AIM OF THE TASK>
Transcribe each entry in full, and leave the images out.

Data excerpts

#####

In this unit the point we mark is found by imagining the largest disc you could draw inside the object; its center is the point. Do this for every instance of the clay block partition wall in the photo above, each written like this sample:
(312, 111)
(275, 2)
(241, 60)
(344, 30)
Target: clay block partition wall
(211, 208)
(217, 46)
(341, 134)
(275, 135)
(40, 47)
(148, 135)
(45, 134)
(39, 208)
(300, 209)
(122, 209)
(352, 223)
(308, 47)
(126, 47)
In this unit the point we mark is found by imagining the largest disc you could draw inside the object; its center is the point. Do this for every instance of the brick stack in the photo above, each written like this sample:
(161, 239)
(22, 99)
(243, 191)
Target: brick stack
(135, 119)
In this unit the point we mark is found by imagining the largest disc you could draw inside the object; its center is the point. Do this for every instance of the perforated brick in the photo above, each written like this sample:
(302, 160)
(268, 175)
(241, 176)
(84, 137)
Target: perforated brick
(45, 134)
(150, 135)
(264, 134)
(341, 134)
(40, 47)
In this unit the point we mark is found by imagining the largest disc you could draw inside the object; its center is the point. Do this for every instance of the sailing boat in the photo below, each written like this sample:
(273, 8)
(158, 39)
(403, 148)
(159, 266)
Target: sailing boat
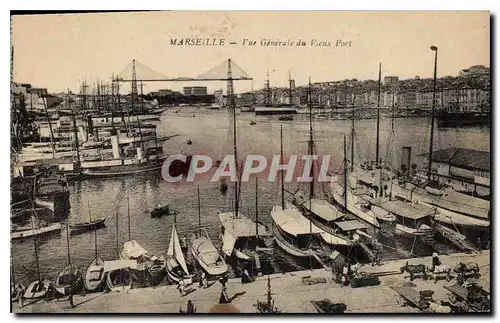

#####

SOLUTION BELOW>
In this unit the point we mark is found by imagining the largest disc you could draw inside the object; its center is the point. Do this for every instance of the clay block partition wall in the photo above, each written like this sample:
(312, 111)
(275, 2)
(241, 60)
(344, 30)
Target: clay block partition wall
(211, 208)
(217, 46)
(341, 134)
(275, 135)
(40, 47)
(148, 135)
(45, 134)
(39, 208)
(300, 209)
(122, 209)
(352, 223)
(308, 47)
(126, 47)
In this unit the point we mark is found by imagining the largest disc you could draw inside the object; its center is the point. Do this for every instance of the brick stack in the photo above, each written like this sample:
(161, 239)
(22, 99)
(243, 191)
Target: brick stack
(135, 119)
In this unit the point we mark is found by imagining the largest disc you could draw inside the object; its center is the point. Do this for every instance of the perforated brick in the photo above, each written like this sample:
(302, 160)
(268, 175)
(241, 176)
(84, 137)
Target: perforated brick
(45, 134)
(150, 135)
(264, 134)
(341, 134)
(40, 47)
In this unit the point we mark is found by imagining the largest disc you could draw inside the object; its center is the point. Do this for every instance of the sailing boat in the photo below, each written like this sample:
(273, 8)
(158, 39)
(403, 148)
(159, 266)
Target: sailing boat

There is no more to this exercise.